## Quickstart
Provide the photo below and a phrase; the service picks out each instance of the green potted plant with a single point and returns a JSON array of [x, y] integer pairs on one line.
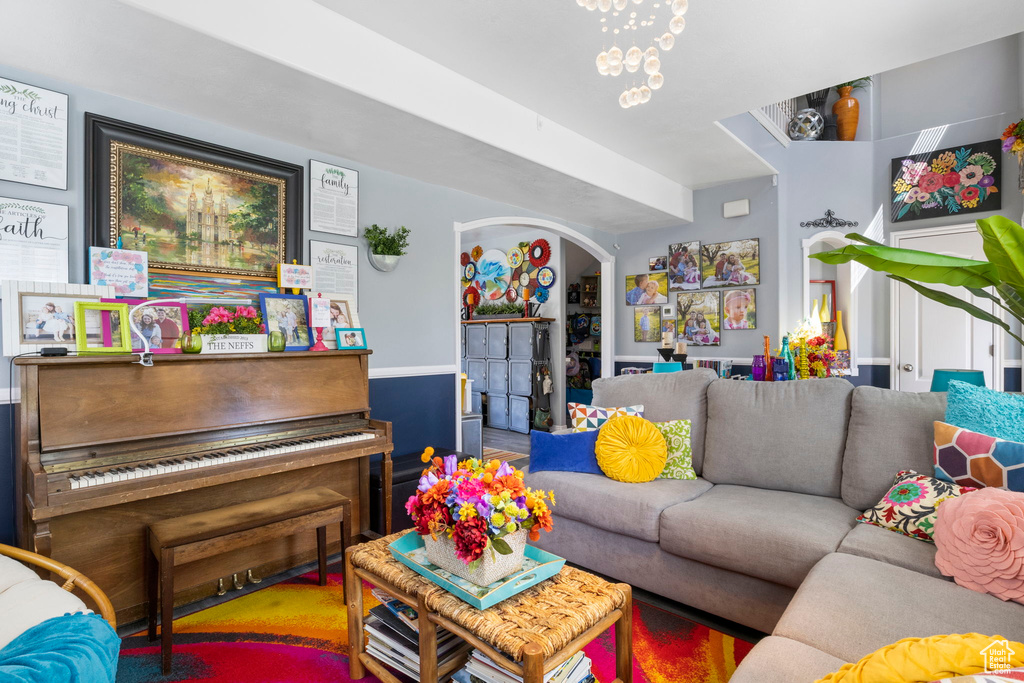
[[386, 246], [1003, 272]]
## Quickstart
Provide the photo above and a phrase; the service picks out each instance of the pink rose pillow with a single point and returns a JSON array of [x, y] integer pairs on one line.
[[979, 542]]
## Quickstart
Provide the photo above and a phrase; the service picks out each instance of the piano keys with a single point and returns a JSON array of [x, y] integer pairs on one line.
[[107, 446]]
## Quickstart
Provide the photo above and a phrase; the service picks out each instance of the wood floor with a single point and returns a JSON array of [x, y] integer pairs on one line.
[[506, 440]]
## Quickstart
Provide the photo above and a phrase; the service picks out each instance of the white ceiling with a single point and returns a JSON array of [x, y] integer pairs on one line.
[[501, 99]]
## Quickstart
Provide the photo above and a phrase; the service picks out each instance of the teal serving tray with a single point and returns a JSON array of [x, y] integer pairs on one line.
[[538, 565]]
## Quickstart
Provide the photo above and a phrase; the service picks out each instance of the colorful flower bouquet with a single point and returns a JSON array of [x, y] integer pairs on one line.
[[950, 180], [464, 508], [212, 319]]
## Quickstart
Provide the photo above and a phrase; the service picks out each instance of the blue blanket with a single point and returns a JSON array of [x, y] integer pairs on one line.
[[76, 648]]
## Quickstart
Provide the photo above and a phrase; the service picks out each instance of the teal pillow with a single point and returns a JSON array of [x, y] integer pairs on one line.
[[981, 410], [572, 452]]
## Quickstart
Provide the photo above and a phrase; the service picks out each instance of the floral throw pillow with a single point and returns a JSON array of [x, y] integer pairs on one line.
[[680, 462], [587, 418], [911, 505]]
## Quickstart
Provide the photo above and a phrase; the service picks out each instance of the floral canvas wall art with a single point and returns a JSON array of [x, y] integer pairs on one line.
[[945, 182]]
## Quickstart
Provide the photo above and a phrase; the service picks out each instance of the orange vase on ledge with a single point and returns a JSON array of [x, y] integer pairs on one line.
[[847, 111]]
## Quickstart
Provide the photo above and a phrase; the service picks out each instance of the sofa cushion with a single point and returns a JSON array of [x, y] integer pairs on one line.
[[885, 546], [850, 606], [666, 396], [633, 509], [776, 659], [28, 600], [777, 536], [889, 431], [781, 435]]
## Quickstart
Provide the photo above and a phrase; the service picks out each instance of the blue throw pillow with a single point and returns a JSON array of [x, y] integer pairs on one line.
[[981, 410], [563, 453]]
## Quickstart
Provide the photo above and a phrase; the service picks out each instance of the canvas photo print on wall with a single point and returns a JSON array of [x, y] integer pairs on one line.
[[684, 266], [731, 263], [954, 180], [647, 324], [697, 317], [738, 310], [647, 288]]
· · · · ·
## Goal of the exercise
Copy exactly. Start at the line containing "of the sofa" and continue through the last line of the records.

## Answer below
Provide the photo above and a phrase; the service picks out each instance of the sofa cushion with a single point and returns a JSON array of [x, y] integer pairs on one line.
[[885, 546], [850, 606], [666, 396], [633, 509], [776, 659], [28, 600], [777, 536], [889, 431], [781, 435]]
## Quickstart
Provide the photo above and a phrase; the service picks out each instance of the blue throw pillow with a single point and returns a JSON array of [x, y] integer pairs on one line.
[[981, 410], [563, 453]]
## Quickstart
Provide the photo above and a phrase; the service picks out each instance of the canvas photo print on wall with a single point and returns a JSON array of [x, y] integer pairs on one line.
[[684, 266], [731, 263], [954, 180], [647, 324], [697, 317], [738, 310], [647, 288]]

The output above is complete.